Format the material from the line with "of the black" through the line with "pixel 194 13" as a two-column CSV headed input and output. Each row should hold one input and its output, each value quoted in its own field, with line breaks replaced by spaces.

___ MATERIAL FOR THIS EXERCISE ___

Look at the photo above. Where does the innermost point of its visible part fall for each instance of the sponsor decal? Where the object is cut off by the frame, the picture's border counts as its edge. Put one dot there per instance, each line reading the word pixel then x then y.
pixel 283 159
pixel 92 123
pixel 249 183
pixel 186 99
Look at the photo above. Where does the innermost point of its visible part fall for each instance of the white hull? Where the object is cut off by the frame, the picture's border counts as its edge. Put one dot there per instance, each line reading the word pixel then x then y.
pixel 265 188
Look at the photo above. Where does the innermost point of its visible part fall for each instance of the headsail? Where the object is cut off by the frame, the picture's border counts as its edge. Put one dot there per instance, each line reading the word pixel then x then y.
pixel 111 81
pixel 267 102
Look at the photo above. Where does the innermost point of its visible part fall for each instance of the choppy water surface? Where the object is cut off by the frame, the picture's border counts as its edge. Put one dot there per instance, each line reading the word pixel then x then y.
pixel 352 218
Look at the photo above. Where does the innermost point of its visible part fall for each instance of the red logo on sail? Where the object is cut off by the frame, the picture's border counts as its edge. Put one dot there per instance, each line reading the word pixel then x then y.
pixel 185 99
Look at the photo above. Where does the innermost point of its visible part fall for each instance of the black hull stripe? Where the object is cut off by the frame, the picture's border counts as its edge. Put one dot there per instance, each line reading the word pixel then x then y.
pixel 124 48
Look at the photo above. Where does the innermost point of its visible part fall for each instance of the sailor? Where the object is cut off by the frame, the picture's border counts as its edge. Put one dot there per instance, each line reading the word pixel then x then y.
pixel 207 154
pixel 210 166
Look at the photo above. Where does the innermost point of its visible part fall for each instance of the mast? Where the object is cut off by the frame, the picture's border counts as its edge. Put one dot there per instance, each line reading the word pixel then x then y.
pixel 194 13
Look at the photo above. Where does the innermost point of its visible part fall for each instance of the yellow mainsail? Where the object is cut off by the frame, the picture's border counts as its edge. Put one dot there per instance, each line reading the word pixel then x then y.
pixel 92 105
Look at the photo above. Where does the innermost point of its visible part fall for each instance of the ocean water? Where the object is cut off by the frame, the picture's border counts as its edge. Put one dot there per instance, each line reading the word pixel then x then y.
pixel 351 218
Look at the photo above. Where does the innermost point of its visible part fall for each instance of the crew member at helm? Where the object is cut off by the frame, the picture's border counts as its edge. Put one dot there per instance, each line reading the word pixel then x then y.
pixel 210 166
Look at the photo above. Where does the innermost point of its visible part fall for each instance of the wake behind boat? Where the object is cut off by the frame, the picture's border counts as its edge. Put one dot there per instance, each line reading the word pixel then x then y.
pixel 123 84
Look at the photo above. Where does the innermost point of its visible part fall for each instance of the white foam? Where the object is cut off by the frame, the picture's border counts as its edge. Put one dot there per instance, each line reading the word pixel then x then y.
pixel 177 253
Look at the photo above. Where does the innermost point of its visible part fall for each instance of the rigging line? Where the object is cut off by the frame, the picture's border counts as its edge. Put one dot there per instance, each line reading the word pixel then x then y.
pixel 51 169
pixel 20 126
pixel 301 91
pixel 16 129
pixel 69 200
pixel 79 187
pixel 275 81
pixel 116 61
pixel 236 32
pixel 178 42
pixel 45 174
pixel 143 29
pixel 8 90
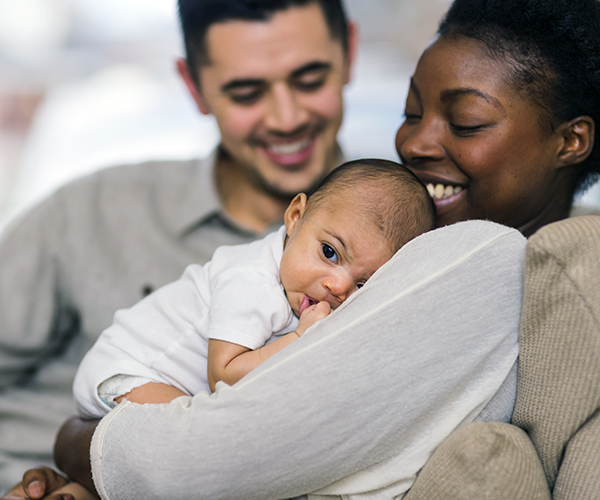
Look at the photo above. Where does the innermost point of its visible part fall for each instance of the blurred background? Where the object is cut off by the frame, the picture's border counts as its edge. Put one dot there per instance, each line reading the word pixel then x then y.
pixel 86 84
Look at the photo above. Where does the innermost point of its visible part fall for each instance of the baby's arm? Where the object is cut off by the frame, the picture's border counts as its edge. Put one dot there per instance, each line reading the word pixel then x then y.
pixel 152 392
pixel 230 362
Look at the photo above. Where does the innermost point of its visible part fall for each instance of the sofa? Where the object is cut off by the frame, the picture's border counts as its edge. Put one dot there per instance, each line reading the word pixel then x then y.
pixel 552 448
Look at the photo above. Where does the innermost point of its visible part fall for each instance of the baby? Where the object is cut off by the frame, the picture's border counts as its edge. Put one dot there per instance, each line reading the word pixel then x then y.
pixel 221 320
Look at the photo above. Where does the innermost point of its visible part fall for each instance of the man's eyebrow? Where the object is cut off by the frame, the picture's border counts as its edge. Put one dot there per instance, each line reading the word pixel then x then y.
pixel 449 94
pixel 311 67
pixel 256 82
pixel 241 83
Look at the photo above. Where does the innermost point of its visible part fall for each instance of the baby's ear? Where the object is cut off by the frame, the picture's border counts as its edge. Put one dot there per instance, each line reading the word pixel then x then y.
pixel 294 212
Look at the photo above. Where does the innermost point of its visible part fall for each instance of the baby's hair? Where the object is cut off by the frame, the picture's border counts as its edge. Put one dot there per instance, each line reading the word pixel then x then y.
pixel 552 49
pixel 397 202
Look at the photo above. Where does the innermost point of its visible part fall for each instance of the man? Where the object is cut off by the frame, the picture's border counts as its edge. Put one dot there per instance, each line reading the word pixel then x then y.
pixel 273 77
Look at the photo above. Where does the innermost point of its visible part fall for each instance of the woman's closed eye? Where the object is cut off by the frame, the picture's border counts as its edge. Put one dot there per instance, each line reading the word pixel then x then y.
pixel 329 253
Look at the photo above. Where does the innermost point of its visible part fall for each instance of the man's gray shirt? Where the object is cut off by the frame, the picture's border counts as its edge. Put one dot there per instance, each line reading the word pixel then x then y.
pixel 97 245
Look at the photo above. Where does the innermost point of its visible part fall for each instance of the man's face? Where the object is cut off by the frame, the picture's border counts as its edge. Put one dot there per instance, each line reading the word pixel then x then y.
pixel 275 89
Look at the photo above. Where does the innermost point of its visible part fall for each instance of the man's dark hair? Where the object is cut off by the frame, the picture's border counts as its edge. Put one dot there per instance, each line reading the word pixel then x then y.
pixel 397 202
pixel 197 16
pixel 552 51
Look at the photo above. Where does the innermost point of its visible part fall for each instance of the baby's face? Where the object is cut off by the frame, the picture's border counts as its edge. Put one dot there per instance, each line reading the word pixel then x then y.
pixel 330 253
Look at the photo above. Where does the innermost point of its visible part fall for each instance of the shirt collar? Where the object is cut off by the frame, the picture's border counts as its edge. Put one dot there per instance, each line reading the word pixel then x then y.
pixel 199 200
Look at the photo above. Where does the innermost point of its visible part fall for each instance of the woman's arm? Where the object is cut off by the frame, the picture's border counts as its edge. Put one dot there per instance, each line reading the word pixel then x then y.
pixel 72 450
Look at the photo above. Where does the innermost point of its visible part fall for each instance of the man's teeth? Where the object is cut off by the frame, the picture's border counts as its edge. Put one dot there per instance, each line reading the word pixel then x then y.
pixel 290 148
pixel 440 191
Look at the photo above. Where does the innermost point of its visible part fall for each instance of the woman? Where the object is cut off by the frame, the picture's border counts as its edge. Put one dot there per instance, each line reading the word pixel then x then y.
pixel 500 122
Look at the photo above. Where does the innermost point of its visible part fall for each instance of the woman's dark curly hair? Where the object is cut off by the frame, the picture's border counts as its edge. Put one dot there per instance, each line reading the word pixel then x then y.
pixel 553 49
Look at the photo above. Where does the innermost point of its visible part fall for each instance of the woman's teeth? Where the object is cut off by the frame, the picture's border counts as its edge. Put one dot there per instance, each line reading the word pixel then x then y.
pixel 440 191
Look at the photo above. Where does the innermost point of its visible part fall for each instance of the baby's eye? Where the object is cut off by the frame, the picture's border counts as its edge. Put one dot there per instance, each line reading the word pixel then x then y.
pixel 329 253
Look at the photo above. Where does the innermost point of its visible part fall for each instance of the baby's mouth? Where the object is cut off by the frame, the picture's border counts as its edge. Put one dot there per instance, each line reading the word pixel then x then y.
pixel 440 191
pixel 306 303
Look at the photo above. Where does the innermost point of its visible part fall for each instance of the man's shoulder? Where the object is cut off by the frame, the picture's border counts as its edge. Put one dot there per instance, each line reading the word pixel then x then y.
pixel 158 172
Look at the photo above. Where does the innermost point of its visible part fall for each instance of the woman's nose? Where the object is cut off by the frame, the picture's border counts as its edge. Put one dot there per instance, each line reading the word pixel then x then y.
pixel 417 142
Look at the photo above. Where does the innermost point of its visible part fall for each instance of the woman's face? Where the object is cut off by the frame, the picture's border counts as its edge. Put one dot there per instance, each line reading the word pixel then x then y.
pixel 478 142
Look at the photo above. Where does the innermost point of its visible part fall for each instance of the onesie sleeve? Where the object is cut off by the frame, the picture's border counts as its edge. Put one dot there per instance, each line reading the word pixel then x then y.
pixel 152 339
pixel 248 307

___

RESULT OF THE TASK:
input,output
"Look at the photo above. Where does the innermost point of its visible part fall for each instance of the black hull stripe? Where the object is cut off by the frame, the picture's border counts as its edge. Put one dot there per instance, each line reading the word pixel then x then y.","pixel 124 48"
"Look at the photo above. Where does the innermost point of its visible part fall for each instance of the sailor? Where the object is cut off by the frame, the picture's border counts as its edge. Put one dot there per instance, each line reading the word pixel then x then y.","pixel 207 154 pixel 210 166"
"Look at the photo above. Where does the innermost point of its visible part fall for each instance of the mast? Where the object is cut off by the frame, the picture's border counts as its edge. Put one dot there per instance, each line reading the word pixel then x then y.","pixel 194 13"